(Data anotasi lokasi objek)
+--
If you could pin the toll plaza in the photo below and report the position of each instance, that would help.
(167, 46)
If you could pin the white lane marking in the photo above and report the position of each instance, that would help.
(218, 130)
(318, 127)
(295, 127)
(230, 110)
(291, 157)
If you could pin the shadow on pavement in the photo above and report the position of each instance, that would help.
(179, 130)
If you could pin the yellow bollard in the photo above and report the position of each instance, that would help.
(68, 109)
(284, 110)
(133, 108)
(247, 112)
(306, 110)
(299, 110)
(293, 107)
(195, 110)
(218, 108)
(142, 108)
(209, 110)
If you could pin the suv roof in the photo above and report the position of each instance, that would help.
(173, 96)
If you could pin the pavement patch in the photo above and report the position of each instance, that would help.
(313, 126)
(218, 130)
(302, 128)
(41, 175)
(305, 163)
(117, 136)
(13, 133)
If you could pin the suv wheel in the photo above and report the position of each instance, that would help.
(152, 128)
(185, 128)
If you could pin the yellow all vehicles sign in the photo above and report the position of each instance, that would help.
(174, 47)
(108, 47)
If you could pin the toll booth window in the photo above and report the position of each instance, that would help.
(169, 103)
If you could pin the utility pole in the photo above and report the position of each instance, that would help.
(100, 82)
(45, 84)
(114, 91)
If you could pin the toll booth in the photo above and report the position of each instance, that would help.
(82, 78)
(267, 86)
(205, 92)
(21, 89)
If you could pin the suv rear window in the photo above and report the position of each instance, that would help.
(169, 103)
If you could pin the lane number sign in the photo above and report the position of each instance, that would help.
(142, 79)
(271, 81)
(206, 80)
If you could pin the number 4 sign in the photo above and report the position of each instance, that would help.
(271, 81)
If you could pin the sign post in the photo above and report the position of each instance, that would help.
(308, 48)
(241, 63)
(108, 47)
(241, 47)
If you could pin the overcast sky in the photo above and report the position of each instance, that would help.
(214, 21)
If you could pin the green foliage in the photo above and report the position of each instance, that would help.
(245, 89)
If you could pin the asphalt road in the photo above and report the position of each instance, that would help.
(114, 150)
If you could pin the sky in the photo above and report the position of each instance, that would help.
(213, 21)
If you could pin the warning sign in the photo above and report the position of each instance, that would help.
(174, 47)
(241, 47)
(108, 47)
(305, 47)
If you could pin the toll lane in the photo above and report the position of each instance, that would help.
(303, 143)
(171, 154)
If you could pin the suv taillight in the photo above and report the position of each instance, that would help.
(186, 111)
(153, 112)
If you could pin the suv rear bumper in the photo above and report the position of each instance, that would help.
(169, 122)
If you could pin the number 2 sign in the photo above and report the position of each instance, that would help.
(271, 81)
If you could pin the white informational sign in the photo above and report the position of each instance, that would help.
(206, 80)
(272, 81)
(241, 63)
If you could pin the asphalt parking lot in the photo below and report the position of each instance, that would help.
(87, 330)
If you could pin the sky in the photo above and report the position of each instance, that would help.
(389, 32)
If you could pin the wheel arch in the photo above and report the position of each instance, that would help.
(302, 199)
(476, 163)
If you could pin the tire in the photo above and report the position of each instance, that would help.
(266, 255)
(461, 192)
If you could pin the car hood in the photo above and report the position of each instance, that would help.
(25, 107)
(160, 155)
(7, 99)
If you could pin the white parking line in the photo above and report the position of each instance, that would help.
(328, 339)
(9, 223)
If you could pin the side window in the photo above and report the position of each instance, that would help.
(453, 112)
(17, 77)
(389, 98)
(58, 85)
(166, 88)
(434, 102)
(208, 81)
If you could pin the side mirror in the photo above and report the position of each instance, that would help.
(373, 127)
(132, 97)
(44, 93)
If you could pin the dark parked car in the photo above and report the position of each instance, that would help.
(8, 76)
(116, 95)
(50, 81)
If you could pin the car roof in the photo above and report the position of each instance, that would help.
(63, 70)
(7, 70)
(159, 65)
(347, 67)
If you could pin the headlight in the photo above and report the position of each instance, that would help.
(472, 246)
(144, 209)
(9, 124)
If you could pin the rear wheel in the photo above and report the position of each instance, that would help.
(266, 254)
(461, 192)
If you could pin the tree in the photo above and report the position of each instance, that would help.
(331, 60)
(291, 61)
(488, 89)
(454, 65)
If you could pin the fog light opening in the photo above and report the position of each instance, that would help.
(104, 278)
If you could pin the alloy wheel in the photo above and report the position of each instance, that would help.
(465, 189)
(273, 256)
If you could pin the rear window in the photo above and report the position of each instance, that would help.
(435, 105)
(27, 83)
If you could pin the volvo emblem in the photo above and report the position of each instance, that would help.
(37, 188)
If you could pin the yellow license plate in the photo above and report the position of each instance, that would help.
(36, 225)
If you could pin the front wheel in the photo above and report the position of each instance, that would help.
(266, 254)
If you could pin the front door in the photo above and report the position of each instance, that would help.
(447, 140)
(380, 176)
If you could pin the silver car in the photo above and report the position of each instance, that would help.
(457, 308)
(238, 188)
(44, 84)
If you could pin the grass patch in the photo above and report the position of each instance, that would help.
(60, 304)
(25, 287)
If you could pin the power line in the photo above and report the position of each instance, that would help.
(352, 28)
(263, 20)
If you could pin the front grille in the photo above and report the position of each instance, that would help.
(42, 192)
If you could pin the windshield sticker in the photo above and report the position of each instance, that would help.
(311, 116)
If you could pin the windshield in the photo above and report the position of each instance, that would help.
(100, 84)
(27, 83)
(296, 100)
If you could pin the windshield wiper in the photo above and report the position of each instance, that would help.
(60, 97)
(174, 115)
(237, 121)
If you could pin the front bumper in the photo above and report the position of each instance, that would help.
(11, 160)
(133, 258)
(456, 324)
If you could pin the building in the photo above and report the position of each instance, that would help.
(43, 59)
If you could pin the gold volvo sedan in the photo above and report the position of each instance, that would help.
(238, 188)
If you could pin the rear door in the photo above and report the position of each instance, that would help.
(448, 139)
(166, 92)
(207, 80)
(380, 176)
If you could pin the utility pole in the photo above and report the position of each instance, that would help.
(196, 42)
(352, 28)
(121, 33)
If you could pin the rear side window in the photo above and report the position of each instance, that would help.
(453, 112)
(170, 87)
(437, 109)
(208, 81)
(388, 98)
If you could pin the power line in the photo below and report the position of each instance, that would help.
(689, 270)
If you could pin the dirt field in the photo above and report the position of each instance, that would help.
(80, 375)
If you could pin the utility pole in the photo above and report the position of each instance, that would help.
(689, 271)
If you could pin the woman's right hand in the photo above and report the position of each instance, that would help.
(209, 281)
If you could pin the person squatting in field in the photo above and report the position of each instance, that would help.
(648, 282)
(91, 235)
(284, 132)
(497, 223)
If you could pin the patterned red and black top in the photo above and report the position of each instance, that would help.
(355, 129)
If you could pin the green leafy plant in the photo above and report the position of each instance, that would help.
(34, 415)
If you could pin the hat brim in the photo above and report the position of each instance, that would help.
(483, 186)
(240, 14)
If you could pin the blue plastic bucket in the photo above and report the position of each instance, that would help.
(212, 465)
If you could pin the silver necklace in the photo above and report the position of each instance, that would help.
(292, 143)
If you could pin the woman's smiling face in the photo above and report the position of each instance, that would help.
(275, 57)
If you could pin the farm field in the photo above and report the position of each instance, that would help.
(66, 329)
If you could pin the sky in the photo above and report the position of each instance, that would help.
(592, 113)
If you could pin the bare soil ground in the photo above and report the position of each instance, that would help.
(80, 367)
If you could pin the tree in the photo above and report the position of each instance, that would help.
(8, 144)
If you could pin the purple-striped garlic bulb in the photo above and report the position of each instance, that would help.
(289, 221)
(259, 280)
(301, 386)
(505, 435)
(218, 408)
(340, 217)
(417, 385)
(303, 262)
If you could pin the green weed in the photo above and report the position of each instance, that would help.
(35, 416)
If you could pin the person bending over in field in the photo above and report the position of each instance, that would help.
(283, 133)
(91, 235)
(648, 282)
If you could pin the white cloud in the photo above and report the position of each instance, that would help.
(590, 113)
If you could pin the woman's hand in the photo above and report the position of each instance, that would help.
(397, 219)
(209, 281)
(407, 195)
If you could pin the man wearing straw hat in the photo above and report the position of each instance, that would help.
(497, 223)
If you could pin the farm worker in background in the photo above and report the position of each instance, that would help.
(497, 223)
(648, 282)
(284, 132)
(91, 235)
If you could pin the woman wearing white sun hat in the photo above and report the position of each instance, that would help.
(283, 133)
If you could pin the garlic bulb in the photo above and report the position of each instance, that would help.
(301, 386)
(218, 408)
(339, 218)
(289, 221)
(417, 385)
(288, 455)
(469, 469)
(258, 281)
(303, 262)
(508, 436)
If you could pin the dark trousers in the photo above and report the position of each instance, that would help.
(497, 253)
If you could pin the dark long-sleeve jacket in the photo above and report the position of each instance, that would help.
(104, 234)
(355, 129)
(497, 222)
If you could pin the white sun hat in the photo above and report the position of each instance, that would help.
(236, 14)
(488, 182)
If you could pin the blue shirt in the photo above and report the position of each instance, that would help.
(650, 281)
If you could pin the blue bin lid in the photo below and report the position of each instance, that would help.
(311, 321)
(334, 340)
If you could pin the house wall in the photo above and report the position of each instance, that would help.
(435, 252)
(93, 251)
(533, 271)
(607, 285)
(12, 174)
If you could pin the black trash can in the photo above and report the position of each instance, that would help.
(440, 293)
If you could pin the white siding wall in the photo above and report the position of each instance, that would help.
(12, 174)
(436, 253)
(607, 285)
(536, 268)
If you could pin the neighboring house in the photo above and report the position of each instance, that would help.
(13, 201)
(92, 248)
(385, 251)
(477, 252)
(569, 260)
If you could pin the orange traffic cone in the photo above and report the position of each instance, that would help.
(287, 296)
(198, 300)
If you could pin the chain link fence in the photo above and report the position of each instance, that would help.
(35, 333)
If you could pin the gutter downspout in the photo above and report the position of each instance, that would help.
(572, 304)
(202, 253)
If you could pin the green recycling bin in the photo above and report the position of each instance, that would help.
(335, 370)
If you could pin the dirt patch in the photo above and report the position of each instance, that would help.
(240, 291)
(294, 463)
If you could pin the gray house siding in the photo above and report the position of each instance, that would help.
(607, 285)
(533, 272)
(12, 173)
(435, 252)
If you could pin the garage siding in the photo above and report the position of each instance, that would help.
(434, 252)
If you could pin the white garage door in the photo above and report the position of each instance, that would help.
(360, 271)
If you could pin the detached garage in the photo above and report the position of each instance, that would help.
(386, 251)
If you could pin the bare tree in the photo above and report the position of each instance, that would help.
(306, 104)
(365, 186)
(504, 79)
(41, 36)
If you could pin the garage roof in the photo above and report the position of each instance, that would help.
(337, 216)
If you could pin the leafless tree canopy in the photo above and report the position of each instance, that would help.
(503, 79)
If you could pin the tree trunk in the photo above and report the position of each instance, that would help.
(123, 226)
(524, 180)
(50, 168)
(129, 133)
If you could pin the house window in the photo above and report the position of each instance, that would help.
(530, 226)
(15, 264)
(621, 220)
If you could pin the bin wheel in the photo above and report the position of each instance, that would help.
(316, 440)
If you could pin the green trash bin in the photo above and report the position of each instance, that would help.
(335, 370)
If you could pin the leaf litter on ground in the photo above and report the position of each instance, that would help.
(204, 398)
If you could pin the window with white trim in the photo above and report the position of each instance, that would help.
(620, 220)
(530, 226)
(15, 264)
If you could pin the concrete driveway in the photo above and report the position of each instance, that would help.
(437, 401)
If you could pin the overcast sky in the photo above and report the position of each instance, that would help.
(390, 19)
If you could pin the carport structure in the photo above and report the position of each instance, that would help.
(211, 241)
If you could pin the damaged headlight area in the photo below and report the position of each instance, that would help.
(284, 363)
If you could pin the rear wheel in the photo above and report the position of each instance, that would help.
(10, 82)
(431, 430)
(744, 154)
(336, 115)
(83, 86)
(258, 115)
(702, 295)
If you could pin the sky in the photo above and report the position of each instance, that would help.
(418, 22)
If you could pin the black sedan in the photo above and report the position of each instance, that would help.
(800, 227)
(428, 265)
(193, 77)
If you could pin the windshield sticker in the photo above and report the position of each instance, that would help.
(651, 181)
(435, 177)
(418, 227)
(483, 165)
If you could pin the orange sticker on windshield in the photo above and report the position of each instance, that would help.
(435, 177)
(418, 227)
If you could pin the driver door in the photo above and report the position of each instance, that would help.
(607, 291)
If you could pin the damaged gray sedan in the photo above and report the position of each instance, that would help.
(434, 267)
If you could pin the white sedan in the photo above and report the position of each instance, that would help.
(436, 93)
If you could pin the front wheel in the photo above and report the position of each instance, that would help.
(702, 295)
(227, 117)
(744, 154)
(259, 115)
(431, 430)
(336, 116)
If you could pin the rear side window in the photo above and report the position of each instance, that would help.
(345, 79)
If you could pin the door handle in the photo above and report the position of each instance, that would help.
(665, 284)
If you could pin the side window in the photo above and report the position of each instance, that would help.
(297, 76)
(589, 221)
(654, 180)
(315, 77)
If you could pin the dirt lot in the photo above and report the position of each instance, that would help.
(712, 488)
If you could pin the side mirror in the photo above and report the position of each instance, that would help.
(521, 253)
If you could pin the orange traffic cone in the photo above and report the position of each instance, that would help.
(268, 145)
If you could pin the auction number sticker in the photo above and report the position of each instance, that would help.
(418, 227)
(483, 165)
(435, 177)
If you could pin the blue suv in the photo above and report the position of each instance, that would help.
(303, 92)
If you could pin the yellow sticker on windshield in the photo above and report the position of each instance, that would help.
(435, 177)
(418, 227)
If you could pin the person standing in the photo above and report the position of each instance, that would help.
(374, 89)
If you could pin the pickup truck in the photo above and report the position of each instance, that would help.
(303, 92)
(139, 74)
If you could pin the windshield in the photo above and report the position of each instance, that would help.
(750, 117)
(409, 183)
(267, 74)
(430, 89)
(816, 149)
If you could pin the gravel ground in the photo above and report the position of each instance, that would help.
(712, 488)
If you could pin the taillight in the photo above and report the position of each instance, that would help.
+--
• Tugas yang Diberikan:
Kembalikan tanpa perubahan baris-baris yang dimulai dari baris yang memuat "If you could pin the yellow sticker" dan berakhir pada baris terakhir data, termasuk kedua baris batas itu.

• Jawaban Tugas Ini:
If you could pin the yellow sticker on windshield in the photo above and report the position of each instance, that would help.
(435, 177)
(418, 227)
If you could pin the person standing in the photo above and report the position of each instance, that would help.
(374, 89)
If you could pin the pickup truck in the photo above and report the position of each instance, that would help.
(303, 92)
(139, 74)
If you could pin the windshield in the photo above and report the position of each instance, that would help.
(750, 117)
(409, 183)
(267, 74)
(430, 89)
(816, 149)
If you could pin the gravel ground in the photo above and report the position of each instance, that would help.
(712, 488)
If you could pin the taillight in the photo above and report the position of each instance, that would help.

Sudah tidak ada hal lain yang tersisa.